— TEXTE D'ÉTUDE —
——————————

En salle de confinement, il fait noir, seulement noir. Pas de lit, juste des toilettes et un évier, qu'on ne peut pas voir. Un prisonnier raconte que là-bas il avait arraché un bouton de sa salopette. Il le prenait, et le jetait par terre. Ensuite, pendant des heures, à quatre pattes, il le cherchait sur le sol à tâtons. Quand il l'avait finalement trouvé, il recommençait. L'enfer lui même n'est pas trop différent.
Une allée de la prison est plus belle et plus ensoleillée que les autres. Les plus sages y étaient envoyés, mais certains refusaient : par la fenêtre, on peut avoir une vue splendide de la côte, et de San Francisco, charmeuse avec ses lumières et ses bruits. C'est une torture d'une autre sorte.
Parce que je pouvais, je suis alors sortie de la prison, attirée comme eux par cette magnifique vision de la côte sous un soleil rayonnant. Le spectacle paraissait insensé : La belle San Francisco, et juste devant, des ruines bétonnées. La verdure luxuriante rongeant les murs de la prison. L'océan paisible et les rochers secs et vertigineux. C'est se trouver sur un monde à part, où la justice est faite par la rencontre incessante du bien avec le mal, du beau avec le laid. En regardant l'océan au pied du roc, on a l'impression d'apercevoir un grand serpent glacé qui se tord autour des pierres en attendant qu'un jour, tu te décides à descendre, à tenter la traversée qui te rendra libre. La végétation splendide est touffue et impénétrable, de véritables murs de verdure adossés à ceux de béton. Dans ce qui a été la court de récréation, une épaisse herbe verte a recouvert une partie du béton : est-ce vraiment une marque d'espoir ? Ou est-ce que ce lieu n'est pas simplement rongé par le temps ? Est-ce que la nature ne va pas engloutir les éternels prisonniers d'Alcatraz, dont l'âme est restée là, puisqu'on entend leurs voix et l'on voit leur visage tout au long de la visite ? Je me suis allongée sur l'herbe ensoleillée et me suis endormie une demie heure, à regarder les oiseaux, nombreux, survoler l'île inconsciemment. Quel prisonnier l'avait fait ? S'allonger sur le béton et regarder le ciel ? Je sais bien que les criminels et les psychopathes versent rarement dans le romantisme mièvre, mais au fond a-t-on le choix ? Quand il n'y a plus rien à penser, notre esprit pense encore, et c'est là la vraie douleur, alors s'il y a des oiseaux, il faut penser aux oiseaux, et s'il y de la verdure, il faut penser à la verdure, s'il y a du béton, il faut penser au béton, et quand il n'y a rien, il faut lancer son bouton par terre et le chercher, pendant des heures.

——————————

— DONNÉES FOURNIES —
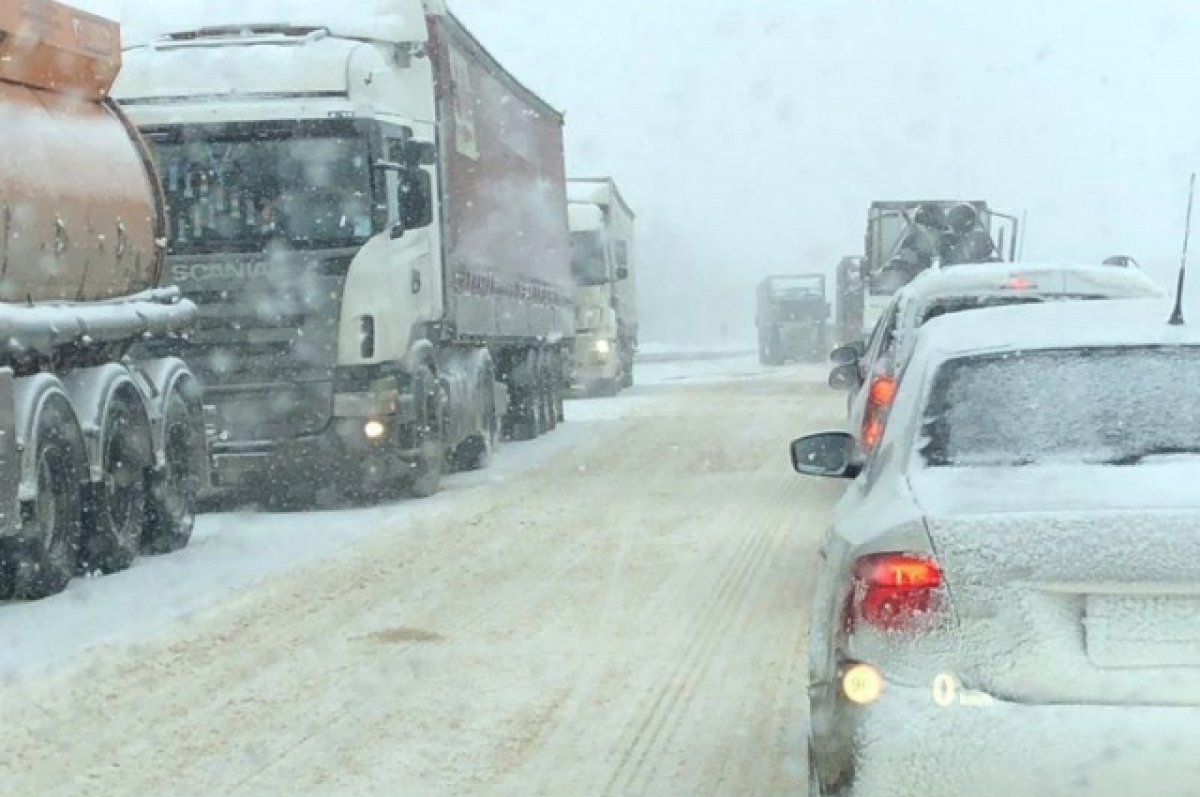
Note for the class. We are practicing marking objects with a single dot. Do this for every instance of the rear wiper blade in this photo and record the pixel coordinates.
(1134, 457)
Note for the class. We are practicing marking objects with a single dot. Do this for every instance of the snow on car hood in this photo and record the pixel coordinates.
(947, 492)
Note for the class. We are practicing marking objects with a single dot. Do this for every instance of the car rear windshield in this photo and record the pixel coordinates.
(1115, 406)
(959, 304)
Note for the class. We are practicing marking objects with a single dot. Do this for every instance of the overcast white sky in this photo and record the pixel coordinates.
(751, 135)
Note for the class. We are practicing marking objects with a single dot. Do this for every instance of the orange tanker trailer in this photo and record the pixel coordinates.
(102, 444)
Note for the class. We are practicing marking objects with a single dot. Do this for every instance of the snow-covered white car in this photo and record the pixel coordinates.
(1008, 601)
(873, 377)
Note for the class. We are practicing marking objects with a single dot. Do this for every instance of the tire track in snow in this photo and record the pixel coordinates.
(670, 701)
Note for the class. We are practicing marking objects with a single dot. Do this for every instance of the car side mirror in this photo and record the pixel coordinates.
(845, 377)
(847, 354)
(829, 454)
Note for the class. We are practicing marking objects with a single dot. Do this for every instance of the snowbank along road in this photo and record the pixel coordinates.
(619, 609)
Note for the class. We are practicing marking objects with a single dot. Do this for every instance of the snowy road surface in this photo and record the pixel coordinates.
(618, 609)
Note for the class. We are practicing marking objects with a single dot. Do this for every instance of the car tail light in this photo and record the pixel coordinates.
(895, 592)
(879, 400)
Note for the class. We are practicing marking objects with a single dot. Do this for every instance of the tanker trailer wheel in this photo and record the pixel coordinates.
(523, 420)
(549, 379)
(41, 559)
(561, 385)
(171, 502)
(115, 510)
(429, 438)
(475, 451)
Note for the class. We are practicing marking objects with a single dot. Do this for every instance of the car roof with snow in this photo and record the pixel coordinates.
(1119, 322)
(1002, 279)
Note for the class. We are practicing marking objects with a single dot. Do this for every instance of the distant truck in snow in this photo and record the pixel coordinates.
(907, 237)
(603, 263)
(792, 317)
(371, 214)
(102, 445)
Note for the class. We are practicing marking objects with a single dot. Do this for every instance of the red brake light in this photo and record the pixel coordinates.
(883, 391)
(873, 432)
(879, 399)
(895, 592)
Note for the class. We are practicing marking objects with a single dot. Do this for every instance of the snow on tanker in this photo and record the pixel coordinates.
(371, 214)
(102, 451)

——————————

— CONSIGNE —
Répondez brièvement à ces questions sur le texte consacré à Alcatraz.
(a) Qu'y a-t-il dans la salle de confinement, à la place d'un lit ?
(b) Que peut-on voir par la fenêtre de l'allée la plus ensoleillée de la prison ?
(c) Combien de temps dure le sommeil sur l'herbe ensoleillée ?

— RÉPONSE ATTENDUE —
(a) Des toilettes et un évier, qu'on ne peut pas voir.
(b) Une vue splendide de la côte et de San Francisco, avec ses lumières et ses bruits.
(c) Une demi-heure.